-- START OF PROVIDED RECORDS --

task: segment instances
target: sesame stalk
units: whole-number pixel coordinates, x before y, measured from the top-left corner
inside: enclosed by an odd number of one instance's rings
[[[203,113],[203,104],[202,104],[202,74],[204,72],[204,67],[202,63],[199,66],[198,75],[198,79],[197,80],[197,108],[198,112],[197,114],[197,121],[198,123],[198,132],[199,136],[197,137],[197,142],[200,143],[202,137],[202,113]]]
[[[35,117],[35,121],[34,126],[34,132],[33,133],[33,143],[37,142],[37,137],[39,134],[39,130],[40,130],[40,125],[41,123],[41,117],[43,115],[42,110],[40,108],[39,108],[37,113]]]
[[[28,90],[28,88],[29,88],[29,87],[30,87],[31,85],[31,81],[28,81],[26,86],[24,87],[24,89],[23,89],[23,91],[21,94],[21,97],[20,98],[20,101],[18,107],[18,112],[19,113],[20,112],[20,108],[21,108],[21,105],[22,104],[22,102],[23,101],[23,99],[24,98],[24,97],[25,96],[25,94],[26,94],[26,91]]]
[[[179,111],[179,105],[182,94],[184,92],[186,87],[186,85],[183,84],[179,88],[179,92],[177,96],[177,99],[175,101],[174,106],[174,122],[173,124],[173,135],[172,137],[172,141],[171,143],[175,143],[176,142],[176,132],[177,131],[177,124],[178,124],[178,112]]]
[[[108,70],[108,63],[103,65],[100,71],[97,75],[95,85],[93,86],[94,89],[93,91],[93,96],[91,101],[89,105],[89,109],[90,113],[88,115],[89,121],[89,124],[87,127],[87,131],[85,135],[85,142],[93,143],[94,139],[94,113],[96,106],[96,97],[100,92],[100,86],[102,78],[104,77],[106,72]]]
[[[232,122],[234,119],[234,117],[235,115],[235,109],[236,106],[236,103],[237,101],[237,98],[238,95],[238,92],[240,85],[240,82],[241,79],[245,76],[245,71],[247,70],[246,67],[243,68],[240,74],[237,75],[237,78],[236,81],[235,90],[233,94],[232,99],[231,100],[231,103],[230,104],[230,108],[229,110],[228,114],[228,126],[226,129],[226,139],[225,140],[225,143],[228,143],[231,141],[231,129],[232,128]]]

-- END OF PROVIDED RECORDS --

SET EXERCISE: Quote the rows word for word, starting at the first row and ending at the row that contains "inside: enclosed by".

ANSWER TO THIS PROBLEM:
task: segment instances
target: sesame stalk
units: whole-number pixel coordinates, x before y, measured from the top-left corner
inside: enclosed by an odd number of one instance's rings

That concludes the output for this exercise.